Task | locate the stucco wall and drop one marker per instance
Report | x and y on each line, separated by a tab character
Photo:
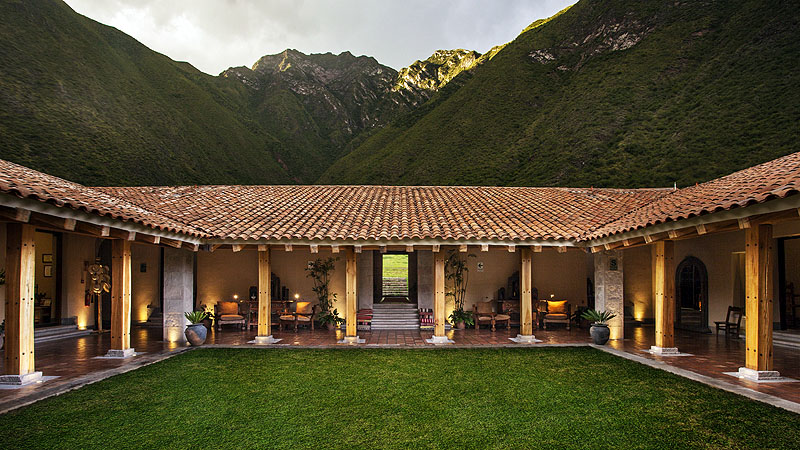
223	273
144	285
638	282
77	250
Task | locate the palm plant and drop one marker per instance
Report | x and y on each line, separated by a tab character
196	317
598	317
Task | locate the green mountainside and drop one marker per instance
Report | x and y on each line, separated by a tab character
607	93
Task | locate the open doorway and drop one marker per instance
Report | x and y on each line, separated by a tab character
47	295
395	277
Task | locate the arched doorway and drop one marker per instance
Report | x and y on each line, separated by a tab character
691	295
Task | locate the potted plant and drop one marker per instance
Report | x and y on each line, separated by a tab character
599	330
462	319
196	332
457	275
331	319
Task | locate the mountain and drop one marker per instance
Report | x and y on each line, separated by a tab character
606	93
87	102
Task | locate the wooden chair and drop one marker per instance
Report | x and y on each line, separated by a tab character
557	312
305	313
228	313
733	321
483	315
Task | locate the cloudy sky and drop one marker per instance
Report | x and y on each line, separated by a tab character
216	34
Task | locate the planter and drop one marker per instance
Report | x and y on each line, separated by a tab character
196	334
600	333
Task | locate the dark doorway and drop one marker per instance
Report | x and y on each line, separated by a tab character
691	286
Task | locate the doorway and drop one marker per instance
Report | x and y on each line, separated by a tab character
47	289
691	283
395	277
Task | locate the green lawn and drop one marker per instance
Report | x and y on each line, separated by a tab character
365	398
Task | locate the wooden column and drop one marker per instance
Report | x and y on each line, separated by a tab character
20	281
264	293
663	263
352	297
525	288
121	297
438	293
758	287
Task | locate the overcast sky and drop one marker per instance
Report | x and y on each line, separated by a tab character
213	35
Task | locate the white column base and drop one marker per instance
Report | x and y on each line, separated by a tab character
758	375
264	340
21	380
121	354
656	350
352	340
525	339
439	340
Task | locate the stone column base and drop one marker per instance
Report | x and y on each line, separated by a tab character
758	375
21	380
439	340
656	350
525	339
264	340
352	340
127	353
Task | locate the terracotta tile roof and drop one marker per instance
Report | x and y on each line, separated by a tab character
774	179
389	212
27	183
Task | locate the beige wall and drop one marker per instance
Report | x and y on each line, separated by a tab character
77	251
223	273
144	285
638	281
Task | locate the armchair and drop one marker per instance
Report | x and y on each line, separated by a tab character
557	312
228	313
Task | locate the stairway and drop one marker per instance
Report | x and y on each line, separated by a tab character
58	332
395	316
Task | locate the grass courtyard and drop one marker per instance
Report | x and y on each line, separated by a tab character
398	398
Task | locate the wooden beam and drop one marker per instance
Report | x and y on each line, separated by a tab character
20	282
351	287
172	243
120	294
92	229
664	288
525	285
701	229
264	293
759	292
438	294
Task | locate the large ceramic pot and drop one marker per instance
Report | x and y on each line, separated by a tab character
600	333
196	334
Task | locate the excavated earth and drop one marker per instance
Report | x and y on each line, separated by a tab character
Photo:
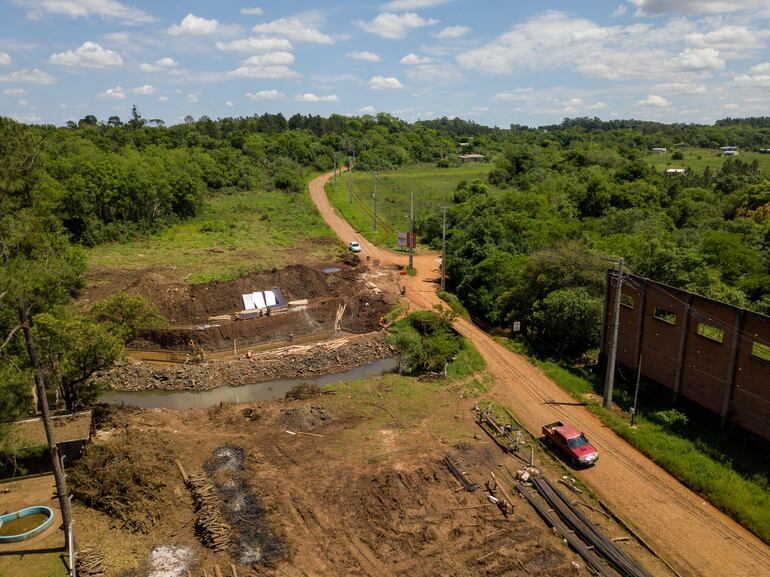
279	364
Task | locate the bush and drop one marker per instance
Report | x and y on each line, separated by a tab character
567	322
426	341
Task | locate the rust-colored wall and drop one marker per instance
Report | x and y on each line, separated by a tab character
690	364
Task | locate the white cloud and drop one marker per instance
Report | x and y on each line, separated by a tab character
87	55
395	26
411	4
192	25
681	88
621	10
28	76
28	118
558	41
384	83
700	59
116	93
655	101
517	95
161	64
270	59
453	32
166	62
412	59
759	77
266	95
298	28
657	7
366	56
255	44
145	90
736	39
309	97
264	72
85	8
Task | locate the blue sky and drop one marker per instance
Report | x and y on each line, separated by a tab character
494	61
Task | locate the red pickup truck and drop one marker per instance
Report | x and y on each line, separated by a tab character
571	443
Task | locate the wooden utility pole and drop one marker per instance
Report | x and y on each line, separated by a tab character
636	391
609	380
58	470
443	253
411	230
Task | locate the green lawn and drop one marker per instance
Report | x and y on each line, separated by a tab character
697	159
722	467
233	236
432	188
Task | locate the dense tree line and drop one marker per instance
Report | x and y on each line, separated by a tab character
530	244
536	250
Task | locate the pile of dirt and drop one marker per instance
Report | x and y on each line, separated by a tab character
184	303
126	478
304	419
313	362
254	542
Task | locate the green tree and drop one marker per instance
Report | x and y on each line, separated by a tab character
124	315
72	348
566	322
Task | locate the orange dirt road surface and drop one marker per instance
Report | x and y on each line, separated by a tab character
690	534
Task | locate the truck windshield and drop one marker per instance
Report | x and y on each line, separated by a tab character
576	442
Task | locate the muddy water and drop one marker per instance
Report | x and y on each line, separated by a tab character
267	391
19	526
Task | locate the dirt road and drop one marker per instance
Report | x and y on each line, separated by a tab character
688	532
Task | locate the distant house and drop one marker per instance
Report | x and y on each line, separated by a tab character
674	171
729	150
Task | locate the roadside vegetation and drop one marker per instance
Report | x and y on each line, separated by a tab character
723	467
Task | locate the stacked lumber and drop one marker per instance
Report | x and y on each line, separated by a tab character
89	563
210	525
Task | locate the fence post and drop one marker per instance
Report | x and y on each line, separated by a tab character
682	347
731	369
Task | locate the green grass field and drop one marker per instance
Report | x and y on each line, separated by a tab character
718	466
697	159
233	236
432	187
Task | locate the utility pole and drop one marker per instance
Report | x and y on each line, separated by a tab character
374	201
636	391
443	253
58	471
411	230
609	380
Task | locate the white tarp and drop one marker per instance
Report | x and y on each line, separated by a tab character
259	300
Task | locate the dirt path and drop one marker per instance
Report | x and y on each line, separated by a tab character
688	532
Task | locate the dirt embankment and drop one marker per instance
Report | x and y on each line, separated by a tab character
287	363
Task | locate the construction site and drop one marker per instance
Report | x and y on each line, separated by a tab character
329	471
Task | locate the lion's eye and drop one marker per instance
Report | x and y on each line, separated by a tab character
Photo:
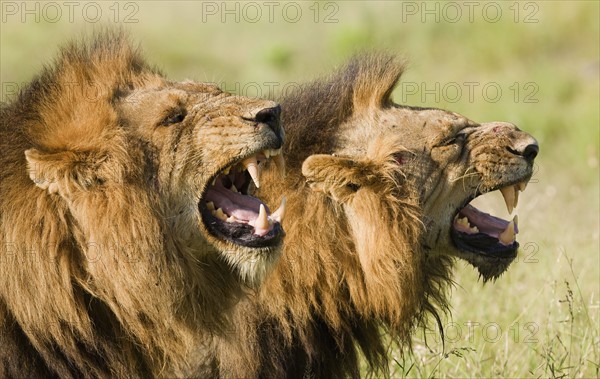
457	139
174	118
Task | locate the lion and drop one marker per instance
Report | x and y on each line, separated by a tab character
378	208
128	231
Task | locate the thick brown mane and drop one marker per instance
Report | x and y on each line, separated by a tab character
97	285
352	266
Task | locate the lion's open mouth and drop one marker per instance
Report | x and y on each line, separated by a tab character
478	232
230	212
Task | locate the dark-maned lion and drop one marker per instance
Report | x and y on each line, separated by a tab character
124	246
378	205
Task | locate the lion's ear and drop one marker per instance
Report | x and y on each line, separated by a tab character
338	177
375	78
65	172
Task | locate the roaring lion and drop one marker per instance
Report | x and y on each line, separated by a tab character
378	207
126	227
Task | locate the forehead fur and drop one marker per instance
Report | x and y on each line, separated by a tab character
315	110
70	102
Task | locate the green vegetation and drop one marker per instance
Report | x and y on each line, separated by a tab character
542	318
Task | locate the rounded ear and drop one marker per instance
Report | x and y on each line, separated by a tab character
65	172
337	177
375	77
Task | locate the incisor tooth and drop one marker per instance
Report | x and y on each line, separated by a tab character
210	205
251	165
220	215
262	222
280	163
509	197
522	186
507	237
279	214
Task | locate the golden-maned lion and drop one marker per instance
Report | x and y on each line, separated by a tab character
378	205
124	245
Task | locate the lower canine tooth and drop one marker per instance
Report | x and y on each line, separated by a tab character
280	163
262	222
509	197
507	237
279	214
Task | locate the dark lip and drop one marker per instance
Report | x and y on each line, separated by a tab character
215	226
494	250
240	234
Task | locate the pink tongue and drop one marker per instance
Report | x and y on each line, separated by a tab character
486	223
234	204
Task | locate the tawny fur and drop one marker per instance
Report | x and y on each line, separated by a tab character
373	189
352	268
103	270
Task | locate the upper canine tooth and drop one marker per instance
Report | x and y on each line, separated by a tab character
280	163
251	165
210	205
279	214
516	196
509	197
262	222
522	186
507	237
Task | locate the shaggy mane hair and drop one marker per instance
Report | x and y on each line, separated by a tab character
114	296
352	275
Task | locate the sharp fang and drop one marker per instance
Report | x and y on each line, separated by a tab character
220	215
279	214
522	186
509	197
280	163
251	165
262	222
210	205
507	237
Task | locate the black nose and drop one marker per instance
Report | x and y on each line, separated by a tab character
270	116
531	151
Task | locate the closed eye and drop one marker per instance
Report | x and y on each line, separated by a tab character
174	118
458	139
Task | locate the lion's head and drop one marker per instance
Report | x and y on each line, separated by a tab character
378	198
444	158
127	227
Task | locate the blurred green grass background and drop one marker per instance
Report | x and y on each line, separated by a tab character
541	319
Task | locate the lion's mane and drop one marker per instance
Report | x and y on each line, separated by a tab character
352	274
97	286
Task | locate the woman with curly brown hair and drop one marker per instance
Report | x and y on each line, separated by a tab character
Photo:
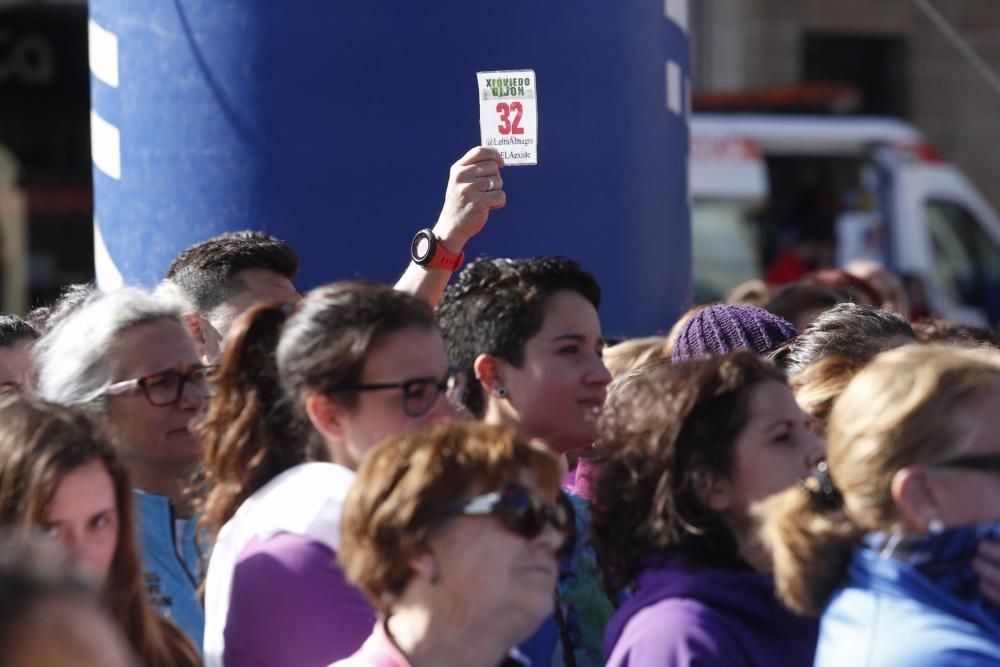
59	475
303	393
689	448
452	533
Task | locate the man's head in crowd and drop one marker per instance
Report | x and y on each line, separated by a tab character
224	276
529	332
16	339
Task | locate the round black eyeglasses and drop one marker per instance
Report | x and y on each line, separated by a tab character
166	387
419	394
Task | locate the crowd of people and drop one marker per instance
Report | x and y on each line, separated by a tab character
226	472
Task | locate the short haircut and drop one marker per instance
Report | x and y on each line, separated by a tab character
14	330
70	298
940	330
407	483
496	305
73	363
207	272
905	408
797	299
848	330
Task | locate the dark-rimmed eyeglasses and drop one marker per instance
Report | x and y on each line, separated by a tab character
522	513
419	394
984	462
165	387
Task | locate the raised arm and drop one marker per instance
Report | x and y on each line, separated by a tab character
474	189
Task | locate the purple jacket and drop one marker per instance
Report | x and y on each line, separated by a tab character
291	605
698	617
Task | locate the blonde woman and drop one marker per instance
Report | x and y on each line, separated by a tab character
881	543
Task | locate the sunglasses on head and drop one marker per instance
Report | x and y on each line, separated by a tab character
522	513
419	394
984	462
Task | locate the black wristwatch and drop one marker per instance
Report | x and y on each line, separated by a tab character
427	250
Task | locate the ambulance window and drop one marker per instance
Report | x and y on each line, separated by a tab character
724	246
966	258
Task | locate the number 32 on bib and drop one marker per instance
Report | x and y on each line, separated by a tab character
508	114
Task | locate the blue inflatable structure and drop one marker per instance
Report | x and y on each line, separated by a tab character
332	125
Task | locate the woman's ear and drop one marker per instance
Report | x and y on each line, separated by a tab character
913	493
324	414
424	565
205	337
715	492
486	369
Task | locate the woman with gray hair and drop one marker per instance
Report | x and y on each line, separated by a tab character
126	356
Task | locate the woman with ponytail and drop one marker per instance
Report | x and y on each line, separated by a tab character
303	393
882	541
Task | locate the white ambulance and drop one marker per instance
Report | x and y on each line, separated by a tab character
831	189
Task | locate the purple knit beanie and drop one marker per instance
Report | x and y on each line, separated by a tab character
726	327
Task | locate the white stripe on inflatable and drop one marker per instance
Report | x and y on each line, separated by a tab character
674	102
105	146
676	11
103	53
108	276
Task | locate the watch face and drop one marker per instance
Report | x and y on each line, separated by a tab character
421	247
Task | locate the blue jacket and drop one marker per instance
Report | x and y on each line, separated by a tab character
889	615
171	582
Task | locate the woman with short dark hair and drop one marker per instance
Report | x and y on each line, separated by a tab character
688	449
304	391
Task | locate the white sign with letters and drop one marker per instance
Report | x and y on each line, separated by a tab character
508	114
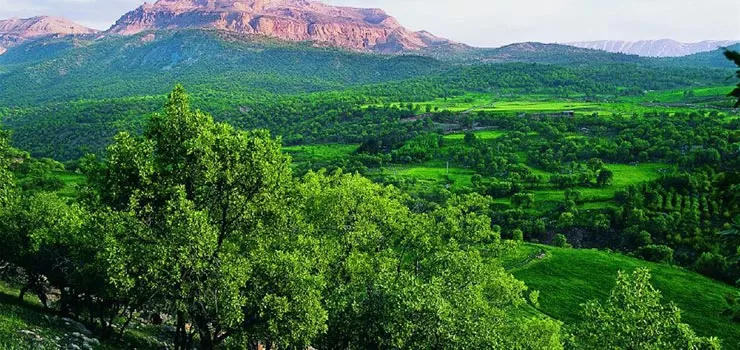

WHAT THIS TASK INVOLVES: Look through the listing and return each line containing the word "with".

REPLY TO THE TASK:
Task | locate the woman with curly brown hair and drop one marker per instance
Task | locate the woman with gray hair and drop one marker per instance
Task | locate the woman with ponytail and drop one marker per instance
Task | locate the woman with short dark hair and drop one marker per instance
Task | locate the white sign with letters and drop one marker per instance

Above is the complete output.